RECORDS TO PROCESS:
==============================

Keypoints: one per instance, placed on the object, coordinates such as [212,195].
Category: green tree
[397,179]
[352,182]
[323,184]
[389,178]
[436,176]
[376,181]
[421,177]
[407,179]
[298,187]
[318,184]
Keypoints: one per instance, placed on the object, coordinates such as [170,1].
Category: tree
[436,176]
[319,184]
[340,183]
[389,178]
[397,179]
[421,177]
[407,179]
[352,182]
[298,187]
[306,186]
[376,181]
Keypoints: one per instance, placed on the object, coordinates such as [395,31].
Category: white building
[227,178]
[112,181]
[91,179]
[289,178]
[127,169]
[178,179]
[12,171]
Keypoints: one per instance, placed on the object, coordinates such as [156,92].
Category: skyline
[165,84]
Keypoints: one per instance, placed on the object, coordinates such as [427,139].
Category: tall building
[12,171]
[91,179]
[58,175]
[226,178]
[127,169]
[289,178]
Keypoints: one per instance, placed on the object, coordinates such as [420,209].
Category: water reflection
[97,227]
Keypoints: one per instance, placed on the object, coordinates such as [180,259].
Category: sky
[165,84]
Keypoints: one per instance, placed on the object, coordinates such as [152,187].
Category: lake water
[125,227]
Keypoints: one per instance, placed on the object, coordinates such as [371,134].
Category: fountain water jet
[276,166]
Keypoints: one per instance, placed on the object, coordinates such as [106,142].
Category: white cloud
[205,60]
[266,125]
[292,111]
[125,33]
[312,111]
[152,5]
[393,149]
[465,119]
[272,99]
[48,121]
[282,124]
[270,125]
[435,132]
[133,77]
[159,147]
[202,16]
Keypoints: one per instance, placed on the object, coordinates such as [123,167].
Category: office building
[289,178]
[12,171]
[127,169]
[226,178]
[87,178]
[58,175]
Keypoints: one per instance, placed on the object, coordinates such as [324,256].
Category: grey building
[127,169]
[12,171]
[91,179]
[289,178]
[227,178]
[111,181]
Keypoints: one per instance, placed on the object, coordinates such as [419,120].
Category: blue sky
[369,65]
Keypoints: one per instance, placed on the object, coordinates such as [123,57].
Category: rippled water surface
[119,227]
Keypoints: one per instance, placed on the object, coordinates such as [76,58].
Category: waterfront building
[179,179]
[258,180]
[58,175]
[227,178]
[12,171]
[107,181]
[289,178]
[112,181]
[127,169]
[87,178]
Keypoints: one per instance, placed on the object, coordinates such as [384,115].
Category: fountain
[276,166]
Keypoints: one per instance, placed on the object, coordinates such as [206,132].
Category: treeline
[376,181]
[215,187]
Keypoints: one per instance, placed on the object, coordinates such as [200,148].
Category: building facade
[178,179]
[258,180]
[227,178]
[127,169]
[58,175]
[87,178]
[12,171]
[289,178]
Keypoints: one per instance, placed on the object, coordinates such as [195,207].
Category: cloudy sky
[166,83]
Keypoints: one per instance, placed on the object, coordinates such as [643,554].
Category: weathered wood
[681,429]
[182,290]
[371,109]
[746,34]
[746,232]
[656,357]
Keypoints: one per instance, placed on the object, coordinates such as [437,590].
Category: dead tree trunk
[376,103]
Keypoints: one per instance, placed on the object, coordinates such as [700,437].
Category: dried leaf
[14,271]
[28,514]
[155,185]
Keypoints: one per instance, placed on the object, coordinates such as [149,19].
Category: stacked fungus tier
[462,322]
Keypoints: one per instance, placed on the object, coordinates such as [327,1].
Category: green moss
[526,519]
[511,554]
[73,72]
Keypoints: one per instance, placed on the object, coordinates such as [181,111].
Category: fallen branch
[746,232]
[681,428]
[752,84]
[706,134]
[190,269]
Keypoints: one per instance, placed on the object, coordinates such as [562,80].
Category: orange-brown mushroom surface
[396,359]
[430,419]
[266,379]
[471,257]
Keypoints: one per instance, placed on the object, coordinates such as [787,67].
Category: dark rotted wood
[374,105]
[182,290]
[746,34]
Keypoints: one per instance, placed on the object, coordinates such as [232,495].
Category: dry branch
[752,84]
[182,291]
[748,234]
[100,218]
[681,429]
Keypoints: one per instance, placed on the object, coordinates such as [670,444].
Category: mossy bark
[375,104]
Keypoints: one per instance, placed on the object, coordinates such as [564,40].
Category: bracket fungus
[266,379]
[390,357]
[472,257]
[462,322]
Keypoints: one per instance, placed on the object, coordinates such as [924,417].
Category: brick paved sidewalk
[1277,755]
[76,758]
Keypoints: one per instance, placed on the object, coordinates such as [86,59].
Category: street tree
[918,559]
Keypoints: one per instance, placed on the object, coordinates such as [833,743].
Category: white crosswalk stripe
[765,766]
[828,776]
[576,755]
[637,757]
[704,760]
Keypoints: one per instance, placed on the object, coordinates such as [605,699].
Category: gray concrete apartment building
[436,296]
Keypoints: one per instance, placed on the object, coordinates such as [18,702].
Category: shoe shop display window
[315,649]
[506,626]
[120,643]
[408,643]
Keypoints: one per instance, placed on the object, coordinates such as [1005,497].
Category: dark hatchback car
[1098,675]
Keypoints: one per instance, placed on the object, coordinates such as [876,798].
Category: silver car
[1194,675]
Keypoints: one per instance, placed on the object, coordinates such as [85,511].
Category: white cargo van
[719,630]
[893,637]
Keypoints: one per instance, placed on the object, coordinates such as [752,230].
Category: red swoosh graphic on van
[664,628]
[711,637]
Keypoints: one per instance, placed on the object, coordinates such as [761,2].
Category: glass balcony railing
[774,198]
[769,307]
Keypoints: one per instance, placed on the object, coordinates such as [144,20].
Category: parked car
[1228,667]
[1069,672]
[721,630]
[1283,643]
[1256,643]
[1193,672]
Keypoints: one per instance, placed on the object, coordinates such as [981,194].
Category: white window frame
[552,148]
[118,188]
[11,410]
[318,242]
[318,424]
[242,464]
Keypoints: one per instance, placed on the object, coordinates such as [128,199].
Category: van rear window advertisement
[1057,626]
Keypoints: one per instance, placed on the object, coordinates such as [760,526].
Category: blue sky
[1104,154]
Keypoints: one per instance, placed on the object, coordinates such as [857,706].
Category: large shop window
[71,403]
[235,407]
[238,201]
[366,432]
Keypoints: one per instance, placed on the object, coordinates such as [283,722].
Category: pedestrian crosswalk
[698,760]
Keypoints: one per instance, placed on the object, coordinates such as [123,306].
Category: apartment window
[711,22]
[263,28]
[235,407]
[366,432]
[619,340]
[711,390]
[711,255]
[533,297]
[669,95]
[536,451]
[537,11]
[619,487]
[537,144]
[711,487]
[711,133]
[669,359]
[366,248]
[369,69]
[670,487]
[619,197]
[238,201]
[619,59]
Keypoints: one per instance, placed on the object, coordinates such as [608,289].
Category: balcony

==============================

GIVEN TASK: Reproduce the entries above exactly.

SOLUTION TO THE PROBLEM:
Keypoints: one per instance, placed on the object, coordinates such as [212,195].
Category: green tree
[397,179]
[352,182]
[323,184]
[389,178]
[436,176]
[376,181]
[421,177]
[407,179]
[298,187]
[318,184]
Keypoints: one per instance, placed on the object, coordinates such as [170,1].
Category: tree
[436,176]
[319,184]
[340,183]
[389,178]
[397,179]
[421,177]
[407,179]
[352,182]
[298,187]
[306,186]
[376,181]
Keypoints: one per instance, placed on the object, coordinates such as [395,31].
Category: white building
[227,178]
[112,181]
[91,179]
[289,178]
[127,169]
[178,179]
[12,171]
Keypoints: one per instance, placed on the object, coordinates such as [156,92].
Category: skyline
[165,84]
Keypoints: one per instance, placed on the object, coordinates such as [427,139].
Category: tall building
[12,171]
[91,179]
[58,175]
[226,178]
[127,169]
[289,178]
Keypoints: one per instance, placed on the object, coordinates such as [420,209].
Category: water reflection
[97,227]
Keypoints: one per instance, placed on the object, coordinates such as [180,259].
Category: sky
[165,84]
Keypoints: one per instance, placed on the object, coordinates such as [152,187].
Category: lake water
[125,227]
Keypoints: one per instance, placed on the object, coordinates such as [371,134].
Category: fountain water jet
[276,166]
Keypoints: one per instance, placed on the object, coordinates such as [106,142].
Category: white cloud
[205,60]
[266,125]
[292,111]
[125,33]
[312,111]
[152,5]
[393,149]
[465,119]
[272,99]
[48,121]
[282,124]
[270,125]
[435,132]
[133,77]
[159,147]
[202,16]
Keypoints: one per instance, placed on the object, coordinates such as [123,167].
Category: office building
[289,178]
[12,171]
[127,169]
[226,178]
[87,178]
[58,175]
Keypoints: one per instance, placed on the object, coordinates such as [324,256].
Category: grey building
[127,169]
[12,171]
[91,179]
[289,178]
[227,178]
[111,181]
Keypoints: one per instance, placed on the object, coordinates such as [419,120].
Category: blue sky
[369,65]
Keypoints: one per instance, placed on the object, coordinates such as [123,57].
Category: rippled water surface
[119,227]
Keypoints: one per instance, placed on the object, coordinates such as [76,58].
Category: waterfront building
[179,179]
[258,180]
[58,175]
[227,178]
[12,171]
[107,181]
[289,178]
[112,181]
[127,169]
[87,178]
Keypoints: one per instance, placed on the object, coordinates such as [384,115].
Category: fountain
[276,166]
Keypoints: one per instance, placed on the object, coordinates such as [206,132].
Category: treeline
[376,181]
[215,187]
Keypoints: one per instance, placed on the object, coordinates such as [200,148].
Category: building facade
[178,179]
[258,180]
[227,178]
[127,169]
[58,175]
[87,178]
[12,171]
[289,178]
Keypoints: one per instance, placed on the object, coordinates such as [195,207].
Category: cloudy sky
[166,83]
Keypoints: one per instance, placed on the object, coordinates such as [643,554].
Category: weathered wood
[681,429]
[182,290]
[371,109]
[746,34]
[746,232]
[656,357]
Keypoints: one per instance, placed on the object, coordinates such as [437,590].
Category: dead tree trunk
[376,103]
Keypoints: one per instance, placed on the object, coordinates such as [700,437].
Category: dried leaf
[14,271]
[28,514]
[155,185]
Keypoints: one per instance, placed on the object, coordinates such as [149,19].
Category: stacked fungus tier
[462,322]
Keypoints: one per instance, placed on the object, coordinates such as [327,1].
Category: green moss
[526,519]
[511,554]
[73,72]
Keypoints: one per instance, placed on the object, coordinates such as [181,111].
Category: fallen branch
[746,232]
[681,428]
[752,84]
[706,134]
[190,269]
Keypoints: one per instance, placed on the object, coordinates such as [562,80].
Category: orange-brown mushroom surface
[396,359]
[430,419]
[266,379]
[471,257]
Keypoints: one per instance, placed on the object, coordinates such as [787,67].
Category: dark rotted wood
[374,105]
[182,290]
[746,34]
Keypoints: one per instance, placed on the object, coordinates such as [232,495].
Category: dry branch
[752,84]
[182,291]
[748,234]
[100,218]
[681,429]
Keypoints: one per instance, placed on the object, coordinates such as [670,444].
Category: mossy bark
[375,104]
Keypoints: one per instance, placed on the object, coordinates such as [564,40].
Category: bracket fungus
[266,379]
[390,357]
[472,257]
[462,322]
Keypoints: one per instance, placed on the object, coordinates such as [924,417].
Category: brick paved sidewalk
[1277,755]
[76,758]
Keypoints: one per instance, placed on the object, coordinates such as [86,59].
Category: street tree
[918,559]
Keypoints: one per instance, placed on the object, coordinates such as [833,743].
Category: white crosswalk stripe
[765,766]
[828,776]
[576,755]
[637,757]
[704,760]
Keypoints: one per instance, placed on the object, coordinates such as [605,699].
Category: gray concrete apartment building
[436,296]
Keypoints: one per instance, placed on the object, coordinates such as [18,702].
Category: shoe shop display window
[315,649]
[506,626]
[120,643]
[408,643]
Keypoints: one per instance, placed on the object, coordinates such as [1005,497].
Category: dark hatchback car
[1098,675]
Keypoints: one per instance, placed on the object, coordinates such as [876,798].
Category: silver car
[1194,675]
Keypoints: one per instance, placed on the object, coordinates such as [85,511].
Category: white cargo van
[719,630]
[893,637]
Keypoints: one per instance, placed on the object, coordinates such as [752,230].
Category: red swoosh graphic on van
[664,628]
[711,637]
Keypoints: one per instance, placed on the object, coordinates such as [761,2].
Category: glass balcony railing
[774,198]
[769,307]
Keypoints: one per instance, placed on the object, coordinates such as [144,20].
Category: parked car
[1228,667]
[1069,672]
[721,630]
[1283,643]
[1256,643]
[1193,672]
Keypoints: one per instance, placed on the object, coordinates such as [981,194].
Category: white window frame
[552,148]
[118,188]
[11,410]
[318,242]
[318,424]
[242,464]
Keypoints: one per instance, placed on the object, coordinates such as [128,199].
Category: van rear window advertisement
[1057,626]
Keypoints: one per instance, placed on the object, coordinates such as [760,526].
Category: blue sky
[1104,154]
Keypoints: one per instance, placed on the object, coordinates such as [857,706].
Category: large shop window
[71,403]
[235,407]
[238,201]
[366,432]
Keypoints: one per instance, placed on the object, coordinates such as [283,722].
Category: pedestrian crosswalk
[698,760]
Keypoints: one per instance, placed on the object, coordinates such as [123,306].
Category: apartment window
[711,22]
[263,28]
[235,407]
[366,432]
[619,340]
[711,390]
[711,255]
[533,297]
[669,95]
[536,451]
[537,11]
[619,487]
[537,144]
[711,487]
[711,133]
[669,359]
[366,248]
[369,69]
[670,487]
[619,197]
[238,201]
[619,59]
Keypoints: one per instance, placed on the object, coordinates such as [608,289].
Category: balcony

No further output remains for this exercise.